== Passage ==

Three Ways To Build a Brand In The Disruptive Era
Not branding in the conventional sense...

Three Ways To Build a Brand In The Disruptive Era

Geoffrey Colon is host of the LinkedIn video series Culture Jamming which explores the intersection of marketing, tech, popular culture and business culture, co-host with Cheryl Metzger of the Disruptive FM podcast and author of the book Disruptive Marketing.

I have read hundreds of articles about "branding" here on LinkedIn the past few years and I dissect them all. There is a huge divide now in terms of what a brand means anymore. So while we debate if the term social media means anything while pondering what the media even is, maybe we should be asking what the terminology and behavior of a brand is. Many brands are very knowledgeable on how they are navigating the changing brandless world, adopting decentralized models and being much more open to user generated content that doesn't follow brand principles. Others are pondering how they will remain relevant as they move into the next decade where cryptocurrencies, Blockchain and cognitive services will reshape how we engage with one another and how companies will even operate.

===
== Supplied entries ==

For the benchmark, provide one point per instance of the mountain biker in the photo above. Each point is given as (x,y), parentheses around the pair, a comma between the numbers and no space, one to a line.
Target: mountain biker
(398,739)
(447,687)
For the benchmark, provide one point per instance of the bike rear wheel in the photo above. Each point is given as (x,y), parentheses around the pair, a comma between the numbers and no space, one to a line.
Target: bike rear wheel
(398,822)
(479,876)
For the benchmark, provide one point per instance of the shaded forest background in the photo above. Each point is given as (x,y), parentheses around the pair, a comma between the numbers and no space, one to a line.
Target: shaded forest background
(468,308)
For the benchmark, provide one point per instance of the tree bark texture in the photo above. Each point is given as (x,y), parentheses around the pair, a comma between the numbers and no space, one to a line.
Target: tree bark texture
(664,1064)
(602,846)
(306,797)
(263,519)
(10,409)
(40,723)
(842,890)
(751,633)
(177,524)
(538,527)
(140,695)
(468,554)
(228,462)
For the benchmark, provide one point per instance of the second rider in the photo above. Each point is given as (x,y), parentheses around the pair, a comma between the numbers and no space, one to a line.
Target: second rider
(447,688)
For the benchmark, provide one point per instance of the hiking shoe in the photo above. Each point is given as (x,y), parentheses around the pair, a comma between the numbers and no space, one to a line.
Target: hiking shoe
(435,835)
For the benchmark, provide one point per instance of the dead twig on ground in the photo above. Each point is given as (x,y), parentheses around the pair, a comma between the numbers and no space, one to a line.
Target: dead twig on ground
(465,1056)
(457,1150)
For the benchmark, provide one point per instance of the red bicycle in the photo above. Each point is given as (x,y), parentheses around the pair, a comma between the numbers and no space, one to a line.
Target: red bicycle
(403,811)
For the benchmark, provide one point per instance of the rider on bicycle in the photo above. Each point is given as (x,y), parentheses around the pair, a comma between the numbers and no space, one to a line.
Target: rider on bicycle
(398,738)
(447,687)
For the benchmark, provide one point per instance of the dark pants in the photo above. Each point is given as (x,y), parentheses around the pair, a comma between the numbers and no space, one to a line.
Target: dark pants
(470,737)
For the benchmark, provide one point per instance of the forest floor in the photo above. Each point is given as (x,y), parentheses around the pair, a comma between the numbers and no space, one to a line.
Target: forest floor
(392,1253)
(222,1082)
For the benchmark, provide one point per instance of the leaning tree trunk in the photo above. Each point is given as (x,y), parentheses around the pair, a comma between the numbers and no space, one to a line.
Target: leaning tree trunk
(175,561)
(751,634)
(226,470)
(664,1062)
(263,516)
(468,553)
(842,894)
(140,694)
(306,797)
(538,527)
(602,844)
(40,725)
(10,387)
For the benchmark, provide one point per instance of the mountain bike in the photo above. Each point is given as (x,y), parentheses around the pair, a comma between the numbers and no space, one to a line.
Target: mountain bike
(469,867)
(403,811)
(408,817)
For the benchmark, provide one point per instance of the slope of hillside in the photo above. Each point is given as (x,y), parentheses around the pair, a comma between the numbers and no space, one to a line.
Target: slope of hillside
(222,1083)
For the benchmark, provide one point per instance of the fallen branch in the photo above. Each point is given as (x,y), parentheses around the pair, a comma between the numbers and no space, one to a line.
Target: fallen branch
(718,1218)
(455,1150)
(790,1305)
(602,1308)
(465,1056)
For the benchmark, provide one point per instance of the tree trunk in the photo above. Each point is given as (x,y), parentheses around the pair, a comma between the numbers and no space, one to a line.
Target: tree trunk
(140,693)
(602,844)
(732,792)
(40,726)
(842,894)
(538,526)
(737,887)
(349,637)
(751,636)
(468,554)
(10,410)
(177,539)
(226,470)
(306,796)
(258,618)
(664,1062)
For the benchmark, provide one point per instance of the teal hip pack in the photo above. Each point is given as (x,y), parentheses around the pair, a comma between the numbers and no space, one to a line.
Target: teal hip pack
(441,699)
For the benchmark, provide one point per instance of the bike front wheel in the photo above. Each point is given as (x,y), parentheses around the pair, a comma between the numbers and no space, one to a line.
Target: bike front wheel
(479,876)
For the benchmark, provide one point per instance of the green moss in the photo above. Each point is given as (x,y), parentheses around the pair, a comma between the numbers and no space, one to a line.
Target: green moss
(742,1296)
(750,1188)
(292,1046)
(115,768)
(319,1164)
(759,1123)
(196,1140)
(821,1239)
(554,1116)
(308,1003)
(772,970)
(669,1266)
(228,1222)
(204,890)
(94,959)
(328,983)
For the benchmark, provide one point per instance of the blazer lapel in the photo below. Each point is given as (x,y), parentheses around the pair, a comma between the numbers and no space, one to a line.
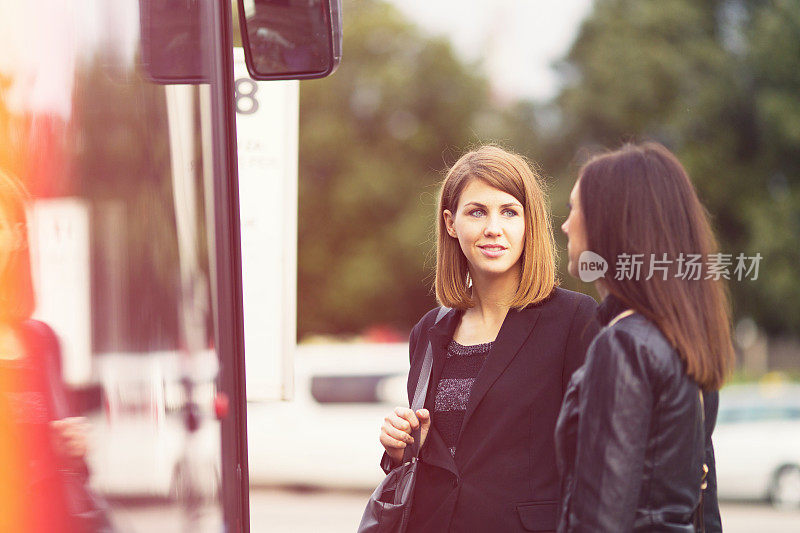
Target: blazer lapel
(435,452)
(516,328)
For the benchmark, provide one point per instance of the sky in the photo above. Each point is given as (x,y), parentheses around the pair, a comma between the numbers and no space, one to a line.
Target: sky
(517,40)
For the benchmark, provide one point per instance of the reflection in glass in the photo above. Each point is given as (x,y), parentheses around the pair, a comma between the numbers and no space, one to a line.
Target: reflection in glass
(116,323)
(288,36)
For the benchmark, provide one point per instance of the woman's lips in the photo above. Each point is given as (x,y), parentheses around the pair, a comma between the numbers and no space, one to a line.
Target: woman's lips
(492,250)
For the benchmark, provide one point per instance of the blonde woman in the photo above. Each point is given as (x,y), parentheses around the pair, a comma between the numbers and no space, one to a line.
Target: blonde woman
(502,356)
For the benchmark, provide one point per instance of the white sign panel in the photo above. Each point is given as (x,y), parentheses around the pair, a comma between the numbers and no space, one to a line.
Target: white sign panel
(59,237)
(267,129)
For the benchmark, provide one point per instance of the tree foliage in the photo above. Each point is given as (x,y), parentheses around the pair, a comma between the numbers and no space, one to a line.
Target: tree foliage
(374,139)
(717,82)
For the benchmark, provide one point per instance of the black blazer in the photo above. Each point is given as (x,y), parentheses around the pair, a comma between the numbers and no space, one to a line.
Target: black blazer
(503,476)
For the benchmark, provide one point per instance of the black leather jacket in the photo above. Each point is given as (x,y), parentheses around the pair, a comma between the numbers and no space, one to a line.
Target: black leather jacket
(631,435)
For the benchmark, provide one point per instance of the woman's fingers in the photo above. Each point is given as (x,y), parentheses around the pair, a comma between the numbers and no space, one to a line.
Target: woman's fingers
(407,415)
(397,434)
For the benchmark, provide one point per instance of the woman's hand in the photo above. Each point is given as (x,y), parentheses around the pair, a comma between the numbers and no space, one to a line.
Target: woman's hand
(70,437)
(397,427)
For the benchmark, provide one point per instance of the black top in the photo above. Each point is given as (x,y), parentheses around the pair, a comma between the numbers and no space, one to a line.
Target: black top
(455,384)
(503,476)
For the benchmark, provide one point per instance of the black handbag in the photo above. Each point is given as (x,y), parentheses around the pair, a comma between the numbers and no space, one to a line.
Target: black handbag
(389,508)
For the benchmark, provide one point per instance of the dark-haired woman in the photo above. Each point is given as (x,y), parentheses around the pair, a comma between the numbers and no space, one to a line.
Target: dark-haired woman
(634,432)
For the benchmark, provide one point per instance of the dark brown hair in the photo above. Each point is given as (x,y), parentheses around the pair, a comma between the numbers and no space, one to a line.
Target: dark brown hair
(16,287)
(510,173)
(639,200)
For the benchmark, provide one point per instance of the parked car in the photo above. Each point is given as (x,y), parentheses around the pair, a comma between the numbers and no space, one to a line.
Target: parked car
(327,436)
(757,443)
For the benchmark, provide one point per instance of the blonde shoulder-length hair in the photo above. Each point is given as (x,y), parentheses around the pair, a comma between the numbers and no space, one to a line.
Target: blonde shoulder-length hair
(510,173)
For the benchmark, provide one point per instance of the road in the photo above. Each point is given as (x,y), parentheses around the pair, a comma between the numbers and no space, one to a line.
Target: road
(292,511)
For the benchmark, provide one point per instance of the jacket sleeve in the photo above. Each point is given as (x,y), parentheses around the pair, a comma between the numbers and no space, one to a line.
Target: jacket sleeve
(616,399)
(386,462)
(711,516)
(582,331)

===

- _To-do list_
- 1) Please list the things that the branding article says will reshape how we engage with one another and how companies operate.
- 2) From the branding article, print the passage starting with "Geoffrey Colon is" and going on through "book Disruptive Marketing.".
Use only the branding article for this work.

- _In response_
- 1) cryptocurrencies, Blockchain, cognitive services

- 2)
Geoffrey Colon is host of the LinkedIn video series Culture Jamming which explores the intersection of marketing, tech, popular culture and business culture, co-host with Cheryl Metzger of the Disruptive FM podcast and author of the book Disruptive Marketing.